ACTIONS TO TAKE
1. In the microservices text, list every parameter passed to the New-CDDeployment command.
2. Transcribe everything in the microservices text from "Data flow diagram" down to "Submit Order ALB routes the gRPC call to an instance.".

The CDK output includes the name of the CodeDeploy deployment group. Use this name to run the next command:

New-CDDeployment -ApplicationName ModernTacoShop-SubmitOrder `
    -DeploymentGroupName SUBMIT_ORDER_DEPLOYMENT_GROUP_NAME `
    -S3Location_Bucket SHARED_BUCKET_NAME `
    -S3Location_BundleType zip `
    -S3Location_Key SubmitOrder.zip `
    -S3Location_ETag $etag[0] `
    -RevisionType S3 `
    -FileExistsBehavior OVERWRITE

Data flow diagram

Architecture diagram showing the complete data flow of the sample gRPC microservices application. — The app submits an order via gRPC.

The Submit Order ALB routes the gRPC call to an instance.

The Submit Order instance stores order data.

The Submit Order instance calls the Track Order service via gRPC.

The Track Order ALB routes the gRPC call to an instance.

The Track Order instance stores tracking data.

The app calls the Track Order service, which streams the order’s location during delivery.

Test the microservices

Once the CodeDeploy deployments have completed, test both microservices.

First, check the load balancers’ status. Go to Target Groups in the AWS Management Console, which will list one target group for each microservice. Click each target group, then click “Targets” in the lower details pane. Every EC2 instance in the target group should have a “healthy” status.

RAW DATA

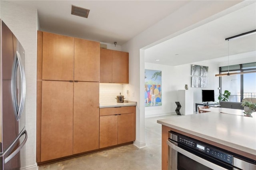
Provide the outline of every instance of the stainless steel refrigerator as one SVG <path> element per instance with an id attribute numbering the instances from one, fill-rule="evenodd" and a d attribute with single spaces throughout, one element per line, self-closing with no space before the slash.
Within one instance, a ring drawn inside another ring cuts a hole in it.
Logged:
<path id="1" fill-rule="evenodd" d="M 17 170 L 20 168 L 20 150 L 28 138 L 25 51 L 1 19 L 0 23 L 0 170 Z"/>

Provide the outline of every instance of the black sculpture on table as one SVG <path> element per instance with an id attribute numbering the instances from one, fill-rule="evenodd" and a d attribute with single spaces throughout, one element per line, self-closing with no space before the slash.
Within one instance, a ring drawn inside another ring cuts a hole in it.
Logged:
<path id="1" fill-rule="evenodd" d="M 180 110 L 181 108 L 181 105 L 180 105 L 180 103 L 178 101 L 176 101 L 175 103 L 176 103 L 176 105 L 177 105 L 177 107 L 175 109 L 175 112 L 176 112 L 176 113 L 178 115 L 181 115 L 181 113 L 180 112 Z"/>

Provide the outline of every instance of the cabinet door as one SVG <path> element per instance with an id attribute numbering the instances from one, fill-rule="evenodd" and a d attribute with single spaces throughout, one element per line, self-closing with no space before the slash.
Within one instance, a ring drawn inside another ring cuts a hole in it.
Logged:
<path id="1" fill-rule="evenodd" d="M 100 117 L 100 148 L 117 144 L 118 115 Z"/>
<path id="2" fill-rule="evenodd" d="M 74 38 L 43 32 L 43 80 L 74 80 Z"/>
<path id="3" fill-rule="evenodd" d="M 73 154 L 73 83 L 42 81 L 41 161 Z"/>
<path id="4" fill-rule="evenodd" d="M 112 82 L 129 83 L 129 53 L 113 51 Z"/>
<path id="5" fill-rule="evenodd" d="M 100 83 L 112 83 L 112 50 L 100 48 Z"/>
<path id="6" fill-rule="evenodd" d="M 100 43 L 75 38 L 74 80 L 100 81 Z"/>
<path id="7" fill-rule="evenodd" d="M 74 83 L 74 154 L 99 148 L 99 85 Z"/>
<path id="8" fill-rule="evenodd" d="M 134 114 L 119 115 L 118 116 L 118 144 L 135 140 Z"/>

==

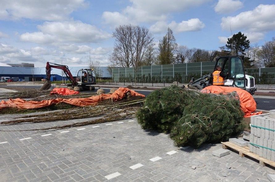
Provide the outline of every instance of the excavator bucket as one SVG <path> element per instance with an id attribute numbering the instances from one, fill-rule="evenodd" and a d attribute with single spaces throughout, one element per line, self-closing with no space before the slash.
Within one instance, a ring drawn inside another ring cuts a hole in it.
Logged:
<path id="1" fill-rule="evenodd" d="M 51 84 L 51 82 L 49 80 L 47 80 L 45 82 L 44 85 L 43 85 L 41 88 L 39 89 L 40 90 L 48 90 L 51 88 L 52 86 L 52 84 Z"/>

TASK RESPONSES
1. -ApplicationName, -DeploymentGroupName, -S3Location_Bucket, -S3Location_BundleType, -S3Location_Key, -S3Location_ETag, -RevisionType, -FileExistsBehavior

2.
Data flow diagram

Architecture diagram showing the complete data flow of the sample gRPC microservices application. — The app submits an order via gRPC.

The Submit Order ALB routes the gRPC call to an instance.